● Task material
--------
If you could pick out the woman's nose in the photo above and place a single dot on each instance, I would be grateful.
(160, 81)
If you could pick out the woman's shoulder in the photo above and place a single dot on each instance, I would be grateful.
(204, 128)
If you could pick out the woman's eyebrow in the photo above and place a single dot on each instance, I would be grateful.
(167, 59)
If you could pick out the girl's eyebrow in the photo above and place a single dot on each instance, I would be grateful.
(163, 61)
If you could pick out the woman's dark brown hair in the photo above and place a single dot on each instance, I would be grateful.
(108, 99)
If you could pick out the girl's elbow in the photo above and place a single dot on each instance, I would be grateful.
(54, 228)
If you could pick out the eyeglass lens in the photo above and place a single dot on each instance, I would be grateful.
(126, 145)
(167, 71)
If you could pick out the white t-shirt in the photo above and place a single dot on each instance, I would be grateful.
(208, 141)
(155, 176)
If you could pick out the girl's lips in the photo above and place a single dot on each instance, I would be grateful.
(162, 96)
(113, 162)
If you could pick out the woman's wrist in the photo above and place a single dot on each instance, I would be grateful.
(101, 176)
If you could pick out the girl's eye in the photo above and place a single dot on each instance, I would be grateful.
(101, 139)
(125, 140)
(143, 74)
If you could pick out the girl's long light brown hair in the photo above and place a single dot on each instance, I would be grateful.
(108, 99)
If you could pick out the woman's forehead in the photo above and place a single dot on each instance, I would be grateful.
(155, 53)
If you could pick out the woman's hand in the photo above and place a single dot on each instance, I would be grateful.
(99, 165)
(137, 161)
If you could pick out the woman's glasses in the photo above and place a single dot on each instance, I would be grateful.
--------
Reproduce every line of the data so that nothing differs from the original.

If you could pick out the woman's nose in the photo above and place a single dot on each instance, I would be grateful.
(160, 81)
If you could pick out the woman's shoulder in the photo above and place a single dot on each instance, I would be grateful.
(204, 128)
If you could pick out the woman's eyebrow in the photo above and place a single dot on each instance, I would be grateful.
(167, 59)
If you could pick out the girl's eyebrow in the photo above and place a single dot on each instance, I would be grateful.
(163, 61)
If you could pick out the woman's dark brown hair in the photo above and place a single dot on each instance, I would be grateful.
(108, 99)
If you could pick out the girl's elbow in the photo above and place a single dot on each instance, I would be grateful.
(54, 228)
If you could pick out the eyeglass lens in the photo above and place a single dot on each instance, I would be grateful.
(126, 145)
(167, 71)
If you could pick out the white t-shirt in the photo above and place a single dot on each instance, I would be grateful.
(208, 141)
(155, 176)
If you could pick out the girl's lips in the photo above and place a single dot on each instance, I would be grateful.
(162, 96)
(113, 162)
If you could pick out the woman's wrist in the photo above and place a single dot on each instance, I would be grateful.
(101, 176)
If you could pick out the girl's eye in the photo above and place a single dot on each instance, I would be grateful.
(101, 139)
(125, 140)
(143, 74)
If you could pick out the girl's long light brown hair in the photo above and place a single dot on each instance, I would be grateful.
(108, 99)
If you could pick out the woman's forehead in the photo above and place a single dot on each instance, I would be grateful.
(155, 53)
If you could pick out the woman's hand in the photo above and place a single dot on each instance, I would be grateful.
(99, 165)
(137, 161)
If you could pick out the woman's glasses in the photo above and place a single dot on each instance, I would be grateful.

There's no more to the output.